→ **SHORT EXERCISE 1**
Using the passage on writing fsc2 modules, explain in one to three sentences why a new module should reuse the function names and arguments of existing modules for similar devices.
=== PASSAGE PROVIDED ===
I want to start with a short summary of what a module usually consists
of and how to make fsc2 aware of its existence. The most
important things are, of course, the functions that are going to be
invoked from EDL script. Their names (in the C code) are
identical to the ones that are used as EDL function names.
Thus, while you are in principle free to chose whatever names you
fancy, it is probably reasonable to use names that fit the convention
used throughout the rest of the package to pick names that start with
the type of the device (not its name), followed by an underscore and a
descriptive name of what the function does. If there are already
devices similar to the one you're writing the module for it's best to
use names identical to the ones in these other modules and also to try
to use the same arguments if possible. This reduces the problems for
users that have to switch devices, they simply can exchange the device
name in the DEVICES section and don't have to worry about each
and every function call for the device. So, if you're writing a driver
for a lock-in amplifier stick for example with the name
lockin_get_data() and don't make up new ones like
lockin_fetch_data() when the functionality is the same.
Of course, a module will usually also contain other utility functions.
Here you're free to use whatever name you like. To avoid trouble I
always prepend the name of the device to the names of all function not
exported by the module and define them, as far as possible, as static.
Moreover, I use so-called version scripts (see the files with the exension
`.map') for complete control over which symbols get exported from a
module.
=== MATERIALS PROVIDED ===
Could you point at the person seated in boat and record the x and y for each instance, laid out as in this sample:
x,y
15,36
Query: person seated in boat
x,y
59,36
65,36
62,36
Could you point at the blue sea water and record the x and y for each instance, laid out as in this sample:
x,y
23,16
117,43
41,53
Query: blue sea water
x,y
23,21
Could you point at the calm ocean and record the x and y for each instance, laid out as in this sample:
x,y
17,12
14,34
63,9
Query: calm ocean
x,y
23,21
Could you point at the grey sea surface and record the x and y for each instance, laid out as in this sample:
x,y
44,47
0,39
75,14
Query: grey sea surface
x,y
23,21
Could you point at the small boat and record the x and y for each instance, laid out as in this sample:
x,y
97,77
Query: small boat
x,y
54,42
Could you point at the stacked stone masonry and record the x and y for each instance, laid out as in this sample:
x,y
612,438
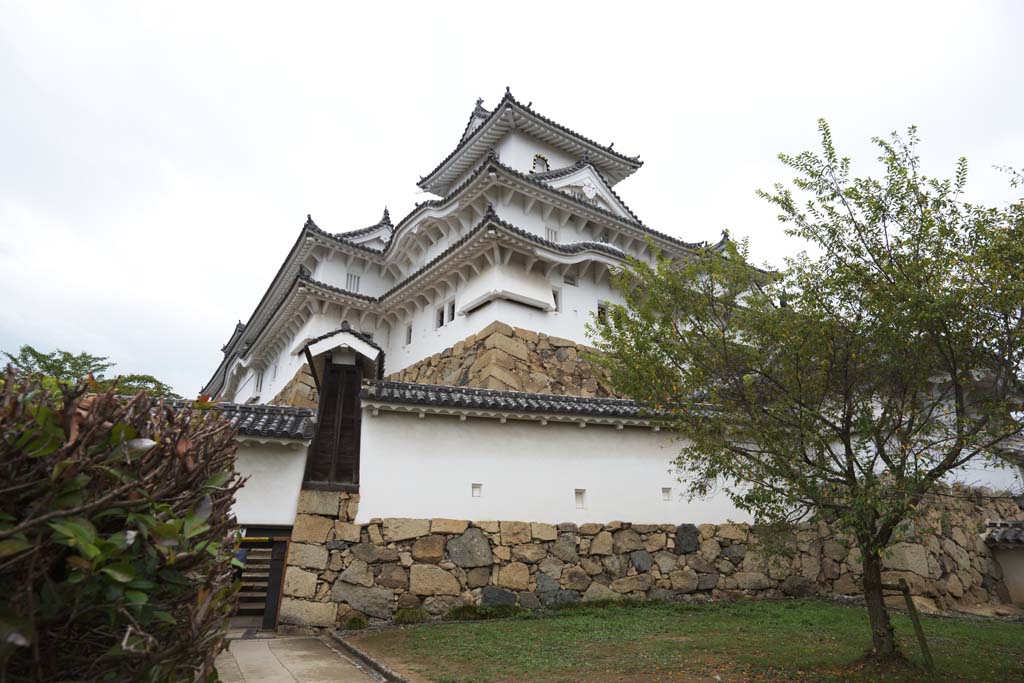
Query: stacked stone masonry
x,y
300,390
511,358
338,569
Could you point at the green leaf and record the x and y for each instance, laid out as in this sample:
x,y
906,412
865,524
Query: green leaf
x,y
166,617
78,531
121,571
13,545
136,597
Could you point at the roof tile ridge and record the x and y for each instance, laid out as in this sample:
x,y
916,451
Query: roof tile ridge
x,y
509,98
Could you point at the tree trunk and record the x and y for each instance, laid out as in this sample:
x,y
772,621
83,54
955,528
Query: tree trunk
x,y
883,638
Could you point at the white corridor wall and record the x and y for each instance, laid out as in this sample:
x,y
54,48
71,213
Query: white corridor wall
x,y
270,496
413,467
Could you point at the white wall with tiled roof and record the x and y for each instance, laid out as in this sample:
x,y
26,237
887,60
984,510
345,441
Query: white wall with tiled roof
x,y
414,467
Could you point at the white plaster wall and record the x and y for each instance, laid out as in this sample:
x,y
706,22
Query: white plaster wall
x,y
579,304
413,467
1012,563
271,494
517,150
334,271
982,473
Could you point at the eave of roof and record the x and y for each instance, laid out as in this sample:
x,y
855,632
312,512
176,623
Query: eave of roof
x,y
430,181
276,422
381,392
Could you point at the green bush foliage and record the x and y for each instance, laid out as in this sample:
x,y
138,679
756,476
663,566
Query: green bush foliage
x,y
411,615
356,623
116,547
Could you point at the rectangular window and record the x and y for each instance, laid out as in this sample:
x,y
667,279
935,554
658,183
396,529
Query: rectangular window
x,y
333,460
445,313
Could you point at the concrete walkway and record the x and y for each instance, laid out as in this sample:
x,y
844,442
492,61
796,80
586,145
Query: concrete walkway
x,y
287,660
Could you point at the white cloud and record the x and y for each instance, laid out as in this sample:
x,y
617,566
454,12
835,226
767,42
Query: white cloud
x,y
158,161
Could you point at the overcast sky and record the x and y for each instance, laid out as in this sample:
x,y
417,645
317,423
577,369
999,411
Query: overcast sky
x,y
157,161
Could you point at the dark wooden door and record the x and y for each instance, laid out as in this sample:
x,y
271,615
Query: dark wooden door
x,y
334,456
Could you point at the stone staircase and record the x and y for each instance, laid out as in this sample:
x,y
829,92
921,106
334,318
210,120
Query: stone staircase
x,y
255,579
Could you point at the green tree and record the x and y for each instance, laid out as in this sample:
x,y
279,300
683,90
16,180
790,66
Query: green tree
x,y
116,542
849,384
68,369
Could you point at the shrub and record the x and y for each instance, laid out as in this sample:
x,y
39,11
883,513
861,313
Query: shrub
x,y
481,612
356,623
411,615
115,536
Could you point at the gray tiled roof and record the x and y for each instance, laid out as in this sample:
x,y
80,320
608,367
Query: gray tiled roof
x,y
634,162
1006,534
514,401
270,421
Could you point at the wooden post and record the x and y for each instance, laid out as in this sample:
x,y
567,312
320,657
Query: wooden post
x,y
915,620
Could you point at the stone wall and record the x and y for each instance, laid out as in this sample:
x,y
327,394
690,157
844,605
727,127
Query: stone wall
x,y
504,357
337,569
300,390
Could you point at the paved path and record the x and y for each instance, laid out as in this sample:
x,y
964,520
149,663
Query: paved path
x,y
287,660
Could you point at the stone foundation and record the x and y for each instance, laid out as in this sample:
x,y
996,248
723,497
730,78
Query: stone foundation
x,y
504,357
337,569
300,390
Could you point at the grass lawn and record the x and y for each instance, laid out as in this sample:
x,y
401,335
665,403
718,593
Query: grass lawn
x,y
802,640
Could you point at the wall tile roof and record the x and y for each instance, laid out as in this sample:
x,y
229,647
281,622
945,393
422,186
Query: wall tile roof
x,y
268,421
513,401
===
→ **SHORT EXERCISE 2**
Collect every line of the entries that contains the word "door", treating uppercase and lowercase as different.

→ **TASK RESPONSE 1**
Reusing the same function names and arguments reduces problems for users who switch devices. They only have to exchange the device name in the DEVICES section and don't have to worry about each function call for the device.

→ **TASK RESPONSE 2**
Could you point at the dark wooden door and record the x and y for each instance, laid out as in this sample:
Query: dark wooden door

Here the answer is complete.